SELECTED PASSAGE -
※

Jonah is an Australian television drama series which aired for 20 episodes starting from 15 October 1962 on the Seven Network. Produced during an era when commercial television in Australia produced few dramatic series, Jonah was a period drama, and was inspired by the success of ABC's period drama mini-series like Stormy Petrel.

The episodes still exist.

Premise
The National Film and Sound Archive describes the series as a "historical drama series about Jonah Locke, a merchant trader in the early Australian colony". Jonah lived in Sydney between 1840 and 1850. He would encounter historical figures.

Regular cast
Brian James as Jonah Locke
Hilary Bamberger as Ann Parry, Jonah's housekeeper
Neil Fitzpatrick as Brett Hamilton, Jonah's nephew

Guest stars
Judith Arthy as Rosa
Denis Doonan as Captain Westcote
John Faasen as Sir John Franklin
Henry Gilbert as The Reverend Dr.
Ron Haddrick as Governor
Robert McPhee as Monahan
Moya O'Sullivan as Pompy
Lionel Pearcey as Ed Curr
Donald Philps as Captain Duff
Gwen Plumb as Lady Jane Franklin
Chris Christensen as Black Henry O'Brien
Richard Davies as Mathew Crawford
Claire Dunn as The Maid
Brett Hamilton as Neil Fitzpatrick
Brigid Lenihan as Kate Winslow 
Muriel Steinbeck as Caroline Chisolm

Background
In March 1962 it was announced ATN would make the series with Michael Plant to be writer and story editor, Harry Dearth to produce and David Cahill to direct. By July the lead actors had been cast. It was shot at Artransa Park Studios. Michael Plant was the writer and script editor.

The episode cost around £3,500 each. They sold to the Australian networks for £1,500 an episode and then to Britain for £1,000 an episode. There were disputes with Actors Equity over how much the actors should be paid.

※

INFORMATION PROVIDED -

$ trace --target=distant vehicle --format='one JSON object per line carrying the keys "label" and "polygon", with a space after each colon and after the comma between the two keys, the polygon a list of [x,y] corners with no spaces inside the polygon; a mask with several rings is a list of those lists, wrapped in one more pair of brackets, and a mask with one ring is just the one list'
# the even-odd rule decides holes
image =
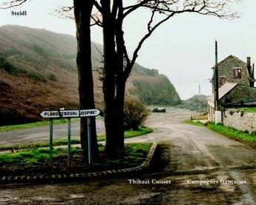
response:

※

ACTIONS TO TAKE -
a) In the Jonah series text, change "Sydney" to "Hobart" in the passage starting at "The episodes still" and ending at "encounter historical figures.".
b) Turn the paragraph of the Jonah series text beginning "In March 1962 it was announced" into a short list of its main facts.
c) Using the Jonah series text, explain in one to three sentences what inspired Jonah to be made as a period drama.
Rely only on the Jonah series text for everything here.

SOLUTIONS -
a)
The episodes still exist.

Premise
The National Film and Sound Archive describes the series as a "historical drama series about Jonah Locke, a merchant trader in the early Australian colony". Jonah lived in Hobart between 1840 and 1850. He would encounter historical figures.

b)
- March 1962: ATN announced it would make the series.
- Michael Plant: writer and story editor (also script editor).
- Harry Dearth: producer.
- David Cahill: director.
- The lead actors had been cast by July.
- Filming took place at Artransa Park Studios.

c) Jonah was inspired by the success of ABC's period drama mini-series, such as Stormy Petrel. It was made at a time when commercial television in Australia produced few dramatic series.